▶ [AIM OF THE TASK] Copy out, in full, every line in the entries below that contains the word "bicycle". Letter case counts, so only lines with that exact capitalization qualify.

▶ [EXTRACTED RECORDS]
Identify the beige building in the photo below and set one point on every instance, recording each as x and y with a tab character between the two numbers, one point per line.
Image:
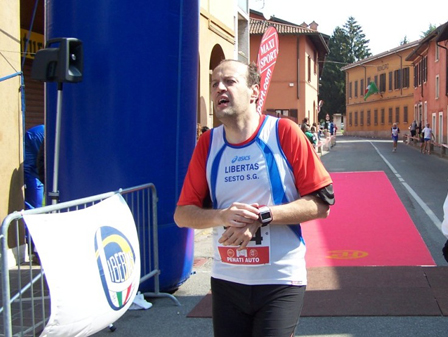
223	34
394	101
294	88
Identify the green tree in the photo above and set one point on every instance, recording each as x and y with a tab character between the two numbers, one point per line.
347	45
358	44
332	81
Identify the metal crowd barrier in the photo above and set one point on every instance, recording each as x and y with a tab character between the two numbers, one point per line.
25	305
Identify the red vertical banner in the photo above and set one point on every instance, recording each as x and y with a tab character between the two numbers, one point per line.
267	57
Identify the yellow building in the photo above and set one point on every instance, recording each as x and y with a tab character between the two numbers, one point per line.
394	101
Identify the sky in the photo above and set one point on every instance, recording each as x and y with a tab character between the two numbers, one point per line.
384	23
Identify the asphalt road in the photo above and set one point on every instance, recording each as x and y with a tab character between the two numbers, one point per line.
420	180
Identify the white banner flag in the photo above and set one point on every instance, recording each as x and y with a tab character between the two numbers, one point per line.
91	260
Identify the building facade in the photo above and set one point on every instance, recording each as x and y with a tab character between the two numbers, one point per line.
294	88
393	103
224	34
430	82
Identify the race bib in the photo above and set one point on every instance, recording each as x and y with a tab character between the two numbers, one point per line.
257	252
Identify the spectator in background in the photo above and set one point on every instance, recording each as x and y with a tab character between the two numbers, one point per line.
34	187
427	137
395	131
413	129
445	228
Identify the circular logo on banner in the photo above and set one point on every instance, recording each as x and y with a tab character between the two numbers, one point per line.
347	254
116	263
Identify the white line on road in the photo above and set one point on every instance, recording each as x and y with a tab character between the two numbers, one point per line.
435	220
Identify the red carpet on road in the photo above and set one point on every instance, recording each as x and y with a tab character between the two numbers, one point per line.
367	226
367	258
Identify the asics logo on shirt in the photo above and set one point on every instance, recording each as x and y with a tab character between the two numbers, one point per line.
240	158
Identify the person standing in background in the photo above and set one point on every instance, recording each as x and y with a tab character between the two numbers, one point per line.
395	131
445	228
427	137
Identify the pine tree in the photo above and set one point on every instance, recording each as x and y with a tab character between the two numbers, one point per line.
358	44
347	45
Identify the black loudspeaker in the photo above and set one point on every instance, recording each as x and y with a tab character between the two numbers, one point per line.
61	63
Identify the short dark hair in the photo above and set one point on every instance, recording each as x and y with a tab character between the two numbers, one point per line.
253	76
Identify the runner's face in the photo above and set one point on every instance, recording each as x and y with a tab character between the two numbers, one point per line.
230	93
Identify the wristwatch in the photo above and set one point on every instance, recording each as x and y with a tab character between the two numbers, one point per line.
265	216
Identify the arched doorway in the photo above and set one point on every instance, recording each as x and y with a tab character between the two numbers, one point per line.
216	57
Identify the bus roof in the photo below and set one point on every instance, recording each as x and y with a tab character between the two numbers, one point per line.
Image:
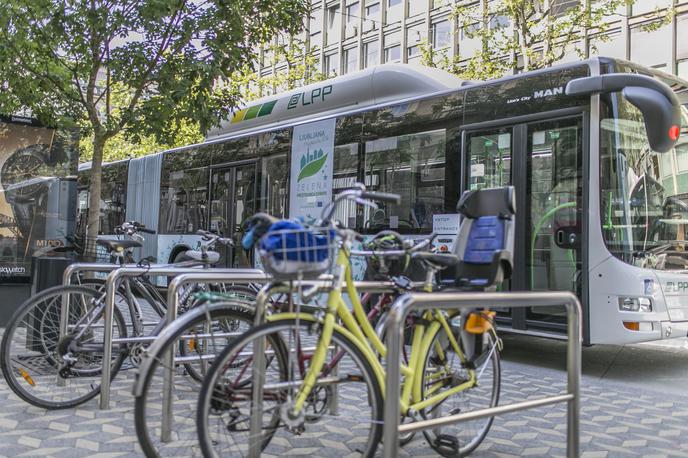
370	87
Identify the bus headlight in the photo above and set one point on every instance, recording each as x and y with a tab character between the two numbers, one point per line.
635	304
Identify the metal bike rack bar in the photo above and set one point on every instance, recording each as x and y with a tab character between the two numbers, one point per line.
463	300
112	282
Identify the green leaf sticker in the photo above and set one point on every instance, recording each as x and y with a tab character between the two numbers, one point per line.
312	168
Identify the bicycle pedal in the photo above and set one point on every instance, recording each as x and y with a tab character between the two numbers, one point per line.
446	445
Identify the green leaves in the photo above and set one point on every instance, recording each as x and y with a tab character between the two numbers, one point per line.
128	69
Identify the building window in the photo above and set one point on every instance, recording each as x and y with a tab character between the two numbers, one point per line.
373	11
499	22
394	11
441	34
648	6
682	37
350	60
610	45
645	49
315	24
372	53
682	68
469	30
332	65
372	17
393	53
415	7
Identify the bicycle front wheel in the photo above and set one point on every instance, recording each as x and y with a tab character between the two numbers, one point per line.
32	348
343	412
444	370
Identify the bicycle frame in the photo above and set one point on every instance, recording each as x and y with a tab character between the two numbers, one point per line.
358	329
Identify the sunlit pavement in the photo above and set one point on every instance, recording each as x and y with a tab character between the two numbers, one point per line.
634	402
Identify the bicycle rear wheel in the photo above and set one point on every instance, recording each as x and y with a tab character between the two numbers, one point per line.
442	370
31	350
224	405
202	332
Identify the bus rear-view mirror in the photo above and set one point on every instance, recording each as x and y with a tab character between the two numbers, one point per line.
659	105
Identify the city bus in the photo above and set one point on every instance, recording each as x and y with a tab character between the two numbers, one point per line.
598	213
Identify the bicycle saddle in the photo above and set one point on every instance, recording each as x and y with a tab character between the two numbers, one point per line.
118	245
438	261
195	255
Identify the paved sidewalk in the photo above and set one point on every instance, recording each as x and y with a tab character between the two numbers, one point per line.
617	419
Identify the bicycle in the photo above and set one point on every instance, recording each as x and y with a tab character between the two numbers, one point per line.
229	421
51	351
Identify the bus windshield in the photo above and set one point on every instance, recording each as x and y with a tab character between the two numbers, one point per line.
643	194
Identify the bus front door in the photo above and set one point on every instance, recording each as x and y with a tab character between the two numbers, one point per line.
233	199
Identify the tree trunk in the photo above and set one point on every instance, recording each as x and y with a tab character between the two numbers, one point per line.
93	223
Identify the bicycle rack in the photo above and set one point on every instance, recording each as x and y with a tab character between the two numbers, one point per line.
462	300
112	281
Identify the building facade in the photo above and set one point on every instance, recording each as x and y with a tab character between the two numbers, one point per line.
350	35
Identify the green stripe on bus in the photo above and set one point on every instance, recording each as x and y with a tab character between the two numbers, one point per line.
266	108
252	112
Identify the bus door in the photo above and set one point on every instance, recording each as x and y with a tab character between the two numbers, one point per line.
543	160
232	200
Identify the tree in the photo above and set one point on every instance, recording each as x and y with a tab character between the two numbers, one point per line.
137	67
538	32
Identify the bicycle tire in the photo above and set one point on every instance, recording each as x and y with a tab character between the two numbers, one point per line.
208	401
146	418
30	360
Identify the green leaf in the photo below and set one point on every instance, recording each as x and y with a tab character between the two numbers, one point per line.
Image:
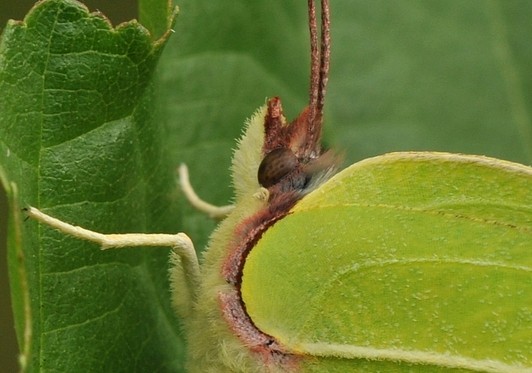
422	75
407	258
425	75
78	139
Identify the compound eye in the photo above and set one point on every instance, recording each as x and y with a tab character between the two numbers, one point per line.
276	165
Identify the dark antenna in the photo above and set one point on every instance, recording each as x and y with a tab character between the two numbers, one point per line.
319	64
---
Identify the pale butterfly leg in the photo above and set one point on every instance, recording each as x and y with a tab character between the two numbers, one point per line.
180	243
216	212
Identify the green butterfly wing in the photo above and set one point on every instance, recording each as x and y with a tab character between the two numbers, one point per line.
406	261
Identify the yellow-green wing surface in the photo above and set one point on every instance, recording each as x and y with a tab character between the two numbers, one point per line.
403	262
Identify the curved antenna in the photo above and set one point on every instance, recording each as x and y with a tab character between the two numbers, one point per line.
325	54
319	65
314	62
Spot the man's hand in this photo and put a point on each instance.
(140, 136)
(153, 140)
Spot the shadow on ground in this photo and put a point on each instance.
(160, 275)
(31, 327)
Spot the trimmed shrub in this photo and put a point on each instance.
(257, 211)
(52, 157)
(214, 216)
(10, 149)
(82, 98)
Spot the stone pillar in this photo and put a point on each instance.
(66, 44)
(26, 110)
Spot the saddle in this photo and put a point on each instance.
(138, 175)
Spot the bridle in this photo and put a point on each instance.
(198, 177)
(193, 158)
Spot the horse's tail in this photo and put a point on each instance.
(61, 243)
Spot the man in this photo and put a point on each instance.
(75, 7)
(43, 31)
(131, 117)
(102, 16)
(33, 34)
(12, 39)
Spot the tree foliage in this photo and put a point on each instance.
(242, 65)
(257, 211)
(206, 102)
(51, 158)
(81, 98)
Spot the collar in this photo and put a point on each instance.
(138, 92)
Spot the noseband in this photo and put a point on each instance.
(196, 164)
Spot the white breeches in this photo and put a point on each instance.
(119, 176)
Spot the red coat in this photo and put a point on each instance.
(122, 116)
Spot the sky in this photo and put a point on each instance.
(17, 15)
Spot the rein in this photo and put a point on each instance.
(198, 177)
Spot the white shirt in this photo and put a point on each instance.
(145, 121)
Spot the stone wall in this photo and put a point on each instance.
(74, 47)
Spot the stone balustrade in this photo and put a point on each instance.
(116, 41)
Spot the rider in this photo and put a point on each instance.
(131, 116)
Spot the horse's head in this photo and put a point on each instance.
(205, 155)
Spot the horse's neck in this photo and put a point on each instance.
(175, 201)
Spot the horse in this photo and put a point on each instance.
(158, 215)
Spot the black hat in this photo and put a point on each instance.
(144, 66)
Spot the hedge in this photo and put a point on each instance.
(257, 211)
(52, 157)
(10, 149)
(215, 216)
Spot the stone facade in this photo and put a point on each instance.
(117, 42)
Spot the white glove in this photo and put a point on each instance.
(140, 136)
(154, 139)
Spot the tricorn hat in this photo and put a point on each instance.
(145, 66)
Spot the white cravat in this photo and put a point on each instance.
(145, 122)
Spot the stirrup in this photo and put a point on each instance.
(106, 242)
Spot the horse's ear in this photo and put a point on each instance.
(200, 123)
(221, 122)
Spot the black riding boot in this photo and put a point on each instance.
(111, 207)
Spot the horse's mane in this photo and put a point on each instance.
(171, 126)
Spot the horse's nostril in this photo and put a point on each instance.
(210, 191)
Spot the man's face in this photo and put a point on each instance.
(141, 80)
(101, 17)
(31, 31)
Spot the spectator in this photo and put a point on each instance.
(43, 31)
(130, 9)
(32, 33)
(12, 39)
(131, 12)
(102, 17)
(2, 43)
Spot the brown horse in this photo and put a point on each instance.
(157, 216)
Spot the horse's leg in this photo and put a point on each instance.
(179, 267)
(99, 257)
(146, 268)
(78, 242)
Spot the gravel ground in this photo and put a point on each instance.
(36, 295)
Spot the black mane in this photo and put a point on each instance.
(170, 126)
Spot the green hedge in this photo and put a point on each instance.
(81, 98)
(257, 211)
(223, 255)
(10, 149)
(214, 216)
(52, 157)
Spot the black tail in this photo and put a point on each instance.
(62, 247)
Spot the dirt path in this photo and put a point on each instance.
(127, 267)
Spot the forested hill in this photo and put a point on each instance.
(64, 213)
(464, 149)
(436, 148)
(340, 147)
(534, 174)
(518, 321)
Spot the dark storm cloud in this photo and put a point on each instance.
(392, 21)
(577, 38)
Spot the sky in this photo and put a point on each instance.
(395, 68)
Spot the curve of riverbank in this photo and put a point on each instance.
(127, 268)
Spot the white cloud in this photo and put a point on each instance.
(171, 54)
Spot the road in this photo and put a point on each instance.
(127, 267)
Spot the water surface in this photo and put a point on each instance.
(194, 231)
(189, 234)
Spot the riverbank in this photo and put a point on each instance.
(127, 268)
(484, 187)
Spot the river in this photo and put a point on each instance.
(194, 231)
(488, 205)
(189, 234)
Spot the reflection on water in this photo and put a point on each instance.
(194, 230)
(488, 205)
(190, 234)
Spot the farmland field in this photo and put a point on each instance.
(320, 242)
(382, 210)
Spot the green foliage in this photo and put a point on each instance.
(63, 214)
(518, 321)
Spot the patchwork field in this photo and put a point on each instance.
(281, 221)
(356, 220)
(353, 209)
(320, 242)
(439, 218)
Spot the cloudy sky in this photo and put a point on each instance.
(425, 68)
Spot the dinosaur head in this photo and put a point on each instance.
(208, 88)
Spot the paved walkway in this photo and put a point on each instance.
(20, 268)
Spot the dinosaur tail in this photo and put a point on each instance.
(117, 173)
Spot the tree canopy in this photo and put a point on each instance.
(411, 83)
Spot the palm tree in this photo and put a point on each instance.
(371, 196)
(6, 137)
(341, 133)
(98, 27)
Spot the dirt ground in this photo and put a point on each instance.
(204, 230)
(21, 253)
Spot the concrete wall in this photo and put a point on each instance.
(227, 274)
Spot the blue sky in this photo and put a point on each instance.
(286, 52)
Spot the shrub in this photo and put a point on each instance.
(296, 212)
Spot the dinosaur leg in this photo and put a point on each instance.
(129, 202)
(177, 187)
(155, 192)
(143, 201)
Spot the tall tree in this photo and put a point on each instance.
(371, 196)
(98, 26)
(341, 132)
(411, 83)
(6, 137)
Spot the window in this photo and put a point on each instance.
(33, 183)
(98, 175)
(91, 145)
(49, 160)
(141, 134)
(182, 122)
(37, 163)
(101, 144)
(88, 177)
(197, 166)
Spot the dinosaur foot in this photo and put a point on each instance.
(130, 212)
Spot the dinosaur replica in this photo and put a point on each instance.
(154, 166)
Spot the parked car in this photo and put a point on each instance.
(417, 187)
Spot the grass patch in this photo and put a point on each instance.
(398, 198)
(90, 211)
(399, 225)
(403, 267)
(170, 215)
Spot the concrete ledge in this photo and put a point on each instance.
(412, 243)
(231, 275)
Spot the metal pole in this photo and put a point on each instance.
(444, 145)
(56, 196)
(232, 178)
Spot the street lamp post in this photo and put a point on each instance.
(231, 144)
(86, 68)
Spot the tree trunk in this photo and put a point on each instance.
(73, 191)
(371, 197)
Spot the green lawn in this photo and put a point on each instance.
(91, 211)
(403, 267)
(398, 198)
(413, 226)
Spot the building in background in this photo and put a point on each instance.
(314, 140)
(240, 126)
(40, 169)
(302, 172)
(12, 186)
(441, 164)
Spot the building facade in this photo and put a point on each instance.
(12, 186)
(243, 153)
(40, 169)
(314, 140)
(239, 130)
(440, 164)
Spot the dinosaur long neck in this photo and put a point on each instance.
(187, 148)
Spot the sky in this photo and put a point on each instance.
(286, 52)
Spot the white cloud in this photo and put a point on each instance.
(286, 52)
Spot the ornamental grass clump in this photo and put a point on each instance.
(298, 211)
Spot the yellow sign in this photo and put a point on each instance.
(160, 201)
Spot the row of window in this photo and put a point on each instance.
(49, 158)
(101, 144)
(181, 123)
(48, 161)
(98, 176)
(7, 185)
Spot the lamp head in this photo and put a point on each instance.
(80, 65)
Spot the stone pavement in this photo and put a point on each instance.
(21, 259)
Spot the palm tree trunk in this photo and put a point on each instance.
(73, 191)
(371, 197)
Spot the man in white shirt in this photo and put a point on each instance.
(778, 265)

▶ [TASK SOLUTION]
Identify the bicycle pedal in the photo above and set one point on every instance, recording each as x and y with a tab character between the two numbers, one point per line.
Identify the bicycle front wheel in the photo above and set one point on every instance, recording each as x and y with a tab character between the two numbers, one point per line.
Identify the bicycle frame in the photo above and set one point on every instance, recording each as x and y with a tab character between the two numbers, one point per line.
Identify the bicycle rear wheel in the photo above and set one point on every instance, recording each as x and y with a tab character between the two numbers, one point per line.
Identify the bicycle saddle in the photo above and set one point on every instance, recording each as x and y with a tab character between the two numbers, one point per line.
Identify the bicycle in the photo above and set one point on every instance, recording each as x and y with a tab character between the two numbers, one point per line.
Identify the bicycle rack in the photo above and set one point on every instance, recording each as x and y with a tab character between the two numbers, one point per line.
Identify the bicycle tire in the photo above and set one point on every instance, recording each as x and y with a tab character between the two numbers, one point per line.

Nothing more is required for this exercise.